Issue #22584 has been updated by Henrik Lindberg.

Status changed from Unreviewed to Rejected

This is more a question about "how do I..." and it is better to ask this 
question on the Puppet google group.

Please remember that Puppet is not really an OOP language. The "class" 
construct is really a "host class" (a class of host) and they are singletons. 
It is unfortunate that it is called "class" and tricking
users to believe that it behaves as an OOP "class" (which is a classification 
of behavior) rather than a "hostclass" which is a classification of what to 
manage on a host. In OOP each derived resource gets its own
copy of the inherited instance variables, but not so in a puppet host class (it 
would not make sense, because you can only manage one particular resource (a 
file, a package) one particular way . so it has to be 
a singleton.

I am closing this issue at this time, there is not enough concrete information 
to act on. "Work like an OOP" is a very big topic and needs to take into 
account that "class" is really "hostclass", a completely different
concept. Something as radical and big as this is something more suited for a 
Puppet Armature concretely describing how it would work. Meanwhile, do bring 
this topic up on the Puppet google group.

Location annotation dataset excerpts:

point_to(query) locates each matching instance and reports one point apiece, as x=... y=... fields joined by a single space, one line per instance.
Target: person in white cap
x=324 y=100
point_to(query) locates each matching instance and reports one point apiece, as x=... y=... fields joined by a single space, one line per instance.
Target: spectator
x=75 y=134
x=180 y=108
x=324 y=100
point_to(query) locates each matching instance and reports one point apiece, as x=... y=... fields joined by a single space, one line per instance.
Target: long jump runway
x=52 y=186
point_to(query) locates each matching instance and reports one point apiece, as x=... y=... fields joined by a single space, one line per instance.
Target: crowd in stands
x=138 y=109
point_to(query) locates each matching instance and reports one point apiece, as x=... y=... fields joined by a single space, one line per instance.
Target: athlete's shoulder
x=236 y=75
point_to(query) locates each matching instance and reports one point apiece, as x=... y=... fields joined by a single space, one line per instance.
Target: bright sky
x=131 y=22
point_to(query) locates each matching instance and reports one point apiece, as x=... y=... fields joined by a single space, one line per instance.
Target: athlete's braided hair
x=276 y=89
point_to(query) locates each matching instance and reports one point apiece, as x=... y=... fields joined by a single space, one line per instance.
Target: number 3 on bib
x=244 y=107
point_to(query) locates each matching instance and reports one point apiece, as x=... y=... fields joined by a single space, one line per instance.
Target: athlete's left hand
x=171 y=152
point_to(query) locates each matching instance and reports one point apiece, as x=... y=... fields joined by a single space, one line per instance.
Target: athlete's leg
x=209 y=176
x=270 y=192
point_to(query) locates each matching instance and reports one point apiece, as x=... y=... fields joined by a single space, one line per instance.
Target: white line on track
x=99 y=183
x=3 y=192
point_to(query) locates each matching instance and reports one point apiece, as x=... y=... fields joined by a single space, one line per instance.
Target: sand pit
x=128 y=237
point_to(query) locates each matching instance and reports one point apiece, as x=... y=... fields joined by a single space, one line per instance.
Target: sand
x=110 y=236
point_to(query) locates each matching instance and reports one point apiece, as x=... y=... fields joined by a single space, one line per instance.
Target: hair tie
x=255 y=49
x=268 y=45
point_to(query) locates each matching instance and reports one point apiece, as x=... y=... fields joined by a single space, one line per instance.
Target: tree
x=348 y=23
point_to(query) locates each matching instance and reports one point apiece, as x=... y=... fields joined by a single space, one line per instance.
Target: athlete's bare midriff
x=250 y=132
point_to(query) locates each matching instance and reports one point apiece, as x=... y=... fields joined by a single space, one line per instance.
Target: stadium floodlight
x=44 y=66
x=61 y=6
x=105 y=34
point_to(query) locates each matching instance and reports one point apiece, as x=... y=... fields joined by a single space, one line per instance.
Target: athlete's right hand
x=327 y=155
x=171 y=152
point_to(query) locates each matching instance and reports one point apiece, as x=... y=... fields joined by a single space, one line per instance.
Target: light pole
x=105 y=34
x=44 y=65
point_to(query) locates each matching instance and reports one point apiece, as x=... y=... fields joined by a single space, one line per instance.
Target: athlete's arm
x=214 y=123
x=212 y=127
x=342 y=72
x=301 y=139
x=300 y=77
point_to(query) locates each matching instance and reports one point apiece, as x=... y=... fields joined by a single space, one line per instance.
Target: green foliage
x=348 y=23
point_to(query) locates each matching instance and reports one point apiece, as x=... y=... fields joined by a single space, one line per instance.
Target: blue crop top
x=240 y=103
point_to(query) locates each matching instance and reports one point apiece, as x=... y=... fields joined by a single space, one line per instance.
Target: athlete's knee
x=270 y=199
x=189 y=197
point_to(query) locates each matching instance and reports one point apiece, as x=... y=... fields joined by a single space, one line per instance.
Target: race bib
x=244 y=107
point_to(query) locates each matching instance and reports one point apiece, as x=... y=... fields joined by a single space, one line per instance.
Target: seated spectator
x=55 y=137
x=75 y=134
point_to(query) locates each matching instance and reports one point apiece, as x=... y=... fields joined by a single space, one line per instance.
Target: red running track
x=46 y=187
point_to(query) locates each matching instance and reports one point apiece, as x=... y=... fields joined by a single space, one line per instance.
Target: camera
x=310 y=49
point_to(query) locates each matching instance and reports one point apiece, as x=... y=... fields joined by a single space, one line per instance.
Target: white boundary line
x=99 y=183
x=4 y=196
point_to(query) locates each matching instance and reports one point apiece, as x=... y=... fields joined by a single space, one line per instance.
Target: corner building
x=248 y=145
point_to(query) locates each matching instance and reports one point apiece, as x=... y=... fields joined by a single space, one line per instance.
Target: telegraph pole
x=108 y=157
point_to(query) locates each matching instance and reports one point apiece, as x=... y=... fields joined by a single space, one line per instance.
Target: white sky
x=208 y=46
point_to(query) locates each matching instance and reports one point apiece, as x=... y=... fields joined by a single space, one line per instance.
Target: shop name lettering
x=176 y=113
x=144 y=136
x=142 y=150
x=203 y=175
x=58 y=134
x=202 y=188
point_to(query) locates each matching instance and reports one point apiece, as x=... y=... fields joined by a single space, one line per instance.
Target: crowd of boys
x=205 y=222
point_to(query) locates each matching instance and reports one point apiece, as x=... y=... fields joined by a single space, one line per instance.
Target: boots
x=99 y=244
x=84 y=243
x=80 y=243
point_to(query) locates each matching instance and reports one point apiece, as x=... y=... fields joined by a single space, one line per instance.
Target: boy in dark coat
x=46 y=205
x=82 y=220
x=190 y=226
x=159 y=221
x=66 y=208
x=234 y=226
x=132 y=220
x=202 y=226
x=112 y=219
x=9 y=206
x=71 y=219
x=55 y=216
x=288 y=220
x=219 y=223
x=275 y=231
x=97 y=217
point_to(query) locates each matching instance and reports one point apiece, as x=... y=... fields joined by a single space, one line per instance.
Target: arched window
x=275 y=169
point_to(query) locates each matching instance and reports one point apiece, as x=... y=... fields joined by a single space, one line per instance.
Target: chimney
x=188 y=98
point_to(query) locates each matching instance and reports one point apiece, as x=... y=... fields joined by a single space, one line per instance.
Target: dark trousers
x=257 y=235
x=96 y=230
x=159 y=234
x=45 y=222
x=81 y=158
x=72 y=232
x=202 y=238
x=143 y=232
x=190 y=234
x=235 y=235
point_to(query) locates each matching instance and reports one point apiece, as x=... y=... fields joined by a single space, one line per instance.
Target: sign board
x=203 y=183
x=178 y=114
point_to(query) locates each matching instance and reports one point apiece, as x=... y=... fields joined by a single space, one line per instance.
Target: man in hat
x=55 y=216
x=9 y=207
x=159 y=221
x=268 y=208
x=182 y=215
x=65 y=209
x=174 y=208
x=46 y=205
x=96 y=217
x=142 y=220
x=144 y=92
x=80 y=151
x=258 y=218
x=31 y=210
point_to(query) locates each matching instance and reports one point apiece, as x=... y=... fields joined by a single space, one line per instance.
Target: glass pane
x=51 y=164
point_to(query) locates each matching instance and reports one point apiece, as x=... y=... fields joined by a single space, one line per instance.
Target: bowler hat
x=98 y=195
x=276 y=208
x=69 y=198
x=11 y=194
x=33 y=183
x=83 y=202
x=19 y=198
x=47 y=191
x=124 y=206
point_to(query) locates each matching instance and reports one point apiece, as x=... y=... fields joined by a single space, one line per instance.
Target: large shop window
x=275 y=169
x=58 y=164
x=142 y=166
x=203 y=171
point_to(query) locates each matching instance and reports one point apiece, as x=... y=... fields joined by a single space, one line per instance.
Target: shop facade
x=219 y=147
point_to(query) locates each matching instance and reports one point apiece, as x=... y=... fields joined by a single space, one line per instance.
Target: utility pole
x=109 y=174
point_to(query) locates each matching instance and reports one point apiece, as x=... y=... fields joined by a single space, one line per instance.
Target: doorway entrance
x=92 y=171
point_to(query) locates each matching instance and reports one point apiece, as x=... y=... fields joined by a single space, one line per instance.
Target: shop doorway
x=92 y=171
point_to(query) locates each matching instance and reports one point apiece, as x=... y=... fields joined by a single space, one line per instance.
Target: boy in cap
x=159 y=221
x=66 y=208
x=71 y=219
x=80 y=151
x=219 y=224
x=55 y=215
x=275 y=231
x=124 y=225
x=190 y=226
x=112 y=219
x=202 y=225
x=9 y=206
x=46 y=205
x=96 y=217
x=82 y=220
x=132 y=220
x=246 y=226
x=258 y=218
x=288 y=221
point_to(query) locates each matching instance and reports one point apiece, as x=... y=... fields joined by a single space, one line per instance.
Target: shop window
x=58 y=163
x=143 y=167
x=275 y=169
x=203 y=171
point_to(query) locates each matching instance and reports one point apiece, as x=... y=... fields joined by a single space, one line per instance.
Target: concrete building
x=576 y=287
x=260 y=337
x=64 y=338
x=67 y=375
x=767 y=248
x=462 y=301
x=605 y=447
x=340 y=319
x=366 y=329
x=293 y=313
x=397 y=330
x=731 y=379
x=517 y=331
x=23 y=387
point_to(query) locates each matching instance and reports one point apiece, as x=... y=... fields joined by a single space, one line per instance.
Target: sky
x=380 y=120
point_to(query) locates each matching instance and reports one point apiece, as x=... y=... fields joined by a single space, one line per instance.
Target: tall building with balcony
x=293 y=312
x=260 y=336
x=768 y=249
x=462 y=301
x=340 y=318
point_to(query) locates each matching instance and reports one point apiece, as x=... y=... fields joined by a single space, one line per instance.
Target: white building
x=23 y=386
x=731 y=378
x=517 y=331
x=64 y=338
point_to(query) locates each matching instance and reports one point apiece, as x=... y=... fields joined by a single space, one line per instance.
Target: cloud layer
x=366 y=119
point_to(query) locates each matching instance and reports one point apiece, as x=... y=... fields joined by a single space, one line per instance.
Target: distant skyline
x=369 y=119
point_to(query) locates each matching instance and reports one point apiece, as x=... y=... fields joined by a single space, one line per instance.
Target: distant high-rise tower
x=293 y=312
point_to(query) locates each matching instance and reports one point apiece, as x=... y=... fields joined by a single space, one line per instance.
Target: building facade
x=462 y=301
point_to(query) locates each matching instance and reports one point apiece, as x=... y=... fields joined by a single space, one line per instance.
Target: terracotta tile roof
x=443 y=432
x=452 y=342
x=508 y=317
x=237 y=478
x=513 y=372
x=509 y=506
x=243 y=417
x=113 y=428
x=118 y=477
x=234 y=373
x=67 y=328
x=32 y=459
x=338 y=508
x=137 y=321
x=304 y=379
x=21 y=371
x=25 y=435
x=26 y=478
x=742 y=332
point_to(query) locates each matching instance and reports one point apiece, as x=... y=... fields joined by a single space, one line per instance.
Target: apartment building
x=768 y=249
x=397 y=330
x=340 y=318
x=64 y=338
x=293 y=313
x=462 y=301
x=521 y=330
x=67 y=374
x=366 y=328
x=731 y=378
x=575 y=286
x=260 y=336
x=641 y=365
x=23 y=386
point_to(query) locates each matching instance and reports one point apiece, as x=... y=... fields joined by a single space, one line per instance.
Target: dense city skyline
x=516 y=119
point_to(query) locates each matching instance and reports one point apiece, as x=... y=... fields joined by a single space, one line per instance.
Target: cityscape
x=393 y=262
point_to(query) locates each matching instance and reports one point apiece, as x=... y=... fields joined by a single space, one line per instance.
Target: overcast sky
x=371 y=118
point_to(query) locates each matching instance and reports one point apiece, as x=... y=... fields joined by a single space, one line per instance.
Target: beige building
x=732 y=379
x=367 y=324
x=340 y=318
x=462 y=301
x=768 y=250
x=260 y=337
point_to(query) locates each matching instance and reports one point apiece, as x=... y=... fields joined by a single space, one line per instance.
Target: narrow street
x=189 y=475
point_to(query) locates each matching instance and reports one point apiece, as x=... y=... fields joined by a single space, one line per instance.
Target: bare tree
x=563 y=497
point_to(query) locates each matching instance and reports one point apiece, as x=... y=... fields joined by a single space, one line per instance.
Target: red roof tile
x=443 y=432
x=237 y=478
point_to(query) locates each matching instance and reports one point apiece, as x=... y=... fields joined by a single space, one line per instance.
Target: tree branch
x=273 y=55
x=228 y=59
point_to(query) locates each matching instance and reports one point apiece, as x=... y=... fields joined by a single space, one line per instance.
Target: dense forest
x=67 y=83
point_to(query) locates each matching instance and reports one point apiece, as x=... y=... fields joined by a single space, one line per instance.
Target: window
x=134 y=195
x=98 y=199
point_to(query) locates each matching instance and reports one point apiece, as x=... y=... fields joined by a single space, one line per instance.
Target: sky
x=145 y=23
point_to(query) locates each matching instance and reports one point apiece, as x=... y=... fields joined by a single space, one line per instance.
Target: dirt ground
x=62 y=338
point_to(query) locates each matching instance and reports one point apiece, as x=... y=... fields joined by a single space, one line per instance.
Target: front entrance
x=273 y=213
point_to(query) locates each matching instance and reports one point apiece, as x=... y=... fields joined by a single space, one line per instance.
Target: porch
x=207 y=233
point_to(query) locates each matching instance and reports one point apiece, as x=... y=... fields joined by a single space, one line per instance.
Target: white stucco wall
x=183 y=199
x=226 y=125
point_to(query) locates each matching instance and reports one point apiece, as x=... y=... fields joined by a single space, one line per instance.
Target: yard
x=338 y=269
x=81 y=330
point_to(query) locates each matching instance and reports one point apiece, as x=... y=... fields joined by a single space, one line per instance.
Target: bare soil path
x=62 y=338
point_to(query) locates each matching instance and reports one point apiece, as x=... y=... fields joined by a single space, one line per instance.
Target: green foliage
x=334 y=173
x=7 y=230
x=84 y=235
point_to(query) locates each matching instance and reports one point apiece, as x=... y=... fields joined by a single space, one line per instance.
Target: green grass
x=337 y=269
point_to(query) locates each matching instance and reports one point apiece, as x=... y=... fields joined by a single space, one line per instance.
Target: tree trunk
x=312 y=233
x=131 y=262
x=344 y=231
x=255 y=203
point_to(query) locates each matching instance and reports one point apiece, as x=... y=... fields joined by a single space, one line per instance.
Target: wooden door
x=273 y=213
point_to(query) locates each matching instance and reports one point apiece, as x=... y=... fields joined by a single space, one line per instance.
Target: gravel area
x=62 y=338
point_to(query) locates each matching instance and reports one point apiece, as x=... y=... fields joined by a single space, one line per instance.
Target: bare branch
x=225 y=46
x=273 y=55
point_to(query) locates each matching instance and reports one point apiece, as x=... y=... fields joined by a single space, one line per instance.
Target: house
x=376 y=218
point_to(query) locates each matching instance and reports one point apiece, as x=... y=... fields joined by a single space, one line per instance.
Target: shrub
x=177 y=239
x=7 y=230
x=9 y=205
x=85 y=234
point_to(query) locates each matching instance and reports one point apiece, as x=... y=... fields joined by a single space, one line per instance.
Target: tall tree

## To-do list
1. In the Puppet issue comment, what status was Issue #22584 changed to?
2. Print the part of the Puppet issue comment starting at "This is more" and ending at "they are singletons.", word for word.

## Final answers
1. Rejected

2.
This is more a question about "how do I..." and it is better to ask this 
question on the Puppet google group.

Please remember that Puppet is not really an OOP language. The "class" 
construct is really a "host class" (a class of host) and they are singletons.